◆ Goal of the exercise ◆
Rewrite the lines of the entries below, from the line containing "Task: place a pin on each instance of the salamander mouth." through the line containing "Target: dark blotch on skin", inclusive, as a Markdown table with a Row column numbering each line and a Line column holding its text, leaving out any blank lines.

◆ Records for processing ◆

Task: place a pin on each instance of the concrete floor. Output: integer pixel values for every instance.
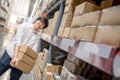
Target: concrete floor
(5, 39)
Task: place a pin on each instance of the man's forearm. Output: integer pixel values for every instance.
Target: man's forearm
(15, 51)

==

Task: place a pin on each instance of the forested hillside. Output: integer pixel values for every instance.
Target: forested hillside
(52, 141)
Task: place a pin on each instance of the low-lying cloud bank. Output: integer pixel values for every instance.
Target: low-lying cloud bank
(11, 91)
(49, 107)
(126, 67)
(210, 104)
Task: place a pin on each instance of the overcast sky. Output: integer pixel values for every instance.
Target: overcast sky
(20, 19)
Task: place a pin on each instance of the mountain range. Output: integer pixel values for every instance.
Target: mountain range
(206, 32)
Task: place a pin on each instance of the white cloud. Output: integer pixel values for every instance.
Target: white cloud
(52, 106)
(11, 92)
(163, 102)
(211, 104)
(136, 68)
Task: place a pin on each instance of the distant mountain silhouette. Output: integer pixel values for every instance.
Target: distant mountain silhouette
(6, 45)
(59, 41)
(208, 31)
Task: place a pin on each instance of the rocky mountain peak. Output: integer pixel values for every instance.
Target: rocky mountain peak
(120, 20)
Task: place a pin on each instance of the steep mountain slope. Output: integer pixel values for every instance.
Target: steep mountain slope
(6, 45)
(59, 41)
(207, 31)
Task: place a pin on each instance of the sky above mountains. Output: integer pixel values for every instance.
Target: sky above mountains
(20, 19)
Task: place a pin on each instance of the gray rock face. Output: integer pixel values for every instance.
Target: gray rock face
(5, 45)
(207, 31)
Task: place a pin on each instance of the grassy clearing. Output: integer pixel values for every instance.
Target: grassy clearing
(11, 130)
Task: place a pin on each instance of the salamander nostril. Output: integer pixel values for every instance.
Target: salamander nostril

---

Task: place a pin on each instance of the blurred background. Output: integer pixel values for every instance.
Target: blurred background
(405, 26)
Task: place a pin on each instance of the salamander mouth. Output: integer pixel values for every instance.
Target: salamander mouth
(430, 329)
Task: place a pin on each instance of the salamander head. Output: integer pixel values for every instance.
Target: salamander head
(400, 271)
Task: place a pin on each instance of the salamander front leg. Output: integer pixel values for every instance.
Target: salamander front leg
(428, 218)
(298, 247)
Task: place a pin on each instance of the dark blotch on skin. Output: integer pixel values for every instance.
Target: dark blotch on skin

◆ Written solution ◆
| Row | Line |
|---|---|
| 1 | Task: place a pin on each instance of the salamander mouth. Output: integer pixel values for every instance. |
| 2 | Target: salamander mouth |
| 3 | (430, 329) |
| 4 | Task: place a pin on each instance of the salamander head. Output: integer pixel values for every instance. |
| 5 | Target: salamander head |
| 6 | (400, 271) |
| 7 | Task: place a pin on each instance of the salamander front leg. Output: integer pixel values for every instance. |
| 8 | Target: salamander front leg |
| 9 | (428, 218) |
| 10 | (298, 247) |
| 11 | Task: place a pin on each instance of the dark blotch on skin. Output: integer pixel values for every instance. |
| 12 | Target: dark blotch on skin |